_TASK BRIEF_
From the items below, pull out every line that contains the word "shorts" and copy each one.

··· RECORDS FOR THIS EXERCISE ···

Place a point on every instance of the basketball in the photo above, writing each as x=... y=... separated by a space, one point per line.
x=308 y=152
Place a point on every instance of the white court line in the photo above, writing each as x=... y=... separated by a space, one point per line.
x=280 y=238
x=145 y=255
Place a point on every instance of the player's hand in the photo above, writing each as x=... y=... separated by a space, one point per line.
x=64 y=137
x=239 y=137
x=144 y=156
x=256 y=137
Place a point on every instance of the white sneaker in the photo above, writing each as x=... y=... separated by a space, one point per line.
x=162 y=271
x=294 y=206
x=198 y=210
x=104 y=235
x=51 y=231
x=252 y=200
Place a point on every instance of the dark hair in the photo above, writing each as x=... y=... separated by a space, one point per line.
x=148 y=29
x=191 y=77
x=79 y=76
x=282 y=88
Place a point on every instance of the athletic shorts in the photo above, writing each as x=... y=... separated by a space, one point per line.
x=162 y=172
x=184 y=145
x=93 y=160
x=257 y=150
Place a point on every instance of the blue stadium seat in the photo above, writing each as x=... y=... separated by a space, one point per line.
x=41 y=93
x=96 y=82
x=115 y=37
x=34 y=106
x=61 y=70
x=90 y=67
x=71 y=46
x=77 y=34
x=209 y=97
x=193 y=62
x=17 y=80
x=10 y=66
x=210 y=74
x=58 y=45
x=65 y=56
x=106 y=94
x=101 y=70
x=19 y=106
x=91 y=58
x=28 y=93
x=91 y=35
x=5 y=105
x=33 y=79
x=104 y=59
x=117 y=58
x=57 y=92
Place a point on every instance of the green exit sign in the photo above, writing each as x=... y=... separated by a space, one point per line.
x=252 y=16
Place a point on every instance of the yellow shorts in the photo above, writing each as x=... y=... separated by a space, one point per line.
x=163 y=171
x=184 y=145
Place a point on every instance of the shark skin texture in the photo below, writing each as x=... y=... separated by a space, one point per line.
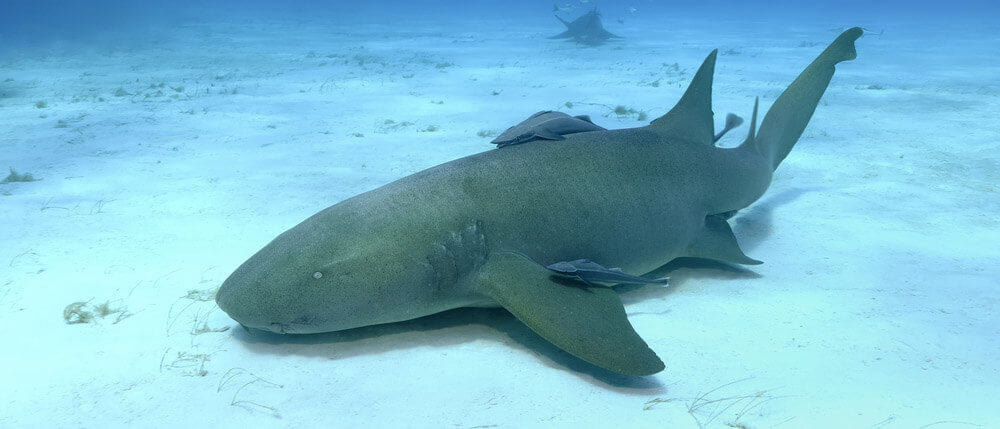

···

_TASK ANSWER_
Place a point on every instance of the athletic shorts in the photo above, writing each as x=... y=... separated by a space, one point per line.
Place a point on every instance of the yellow shorts in the photo above, writing each as x=... y=... separated by a space, one point per line.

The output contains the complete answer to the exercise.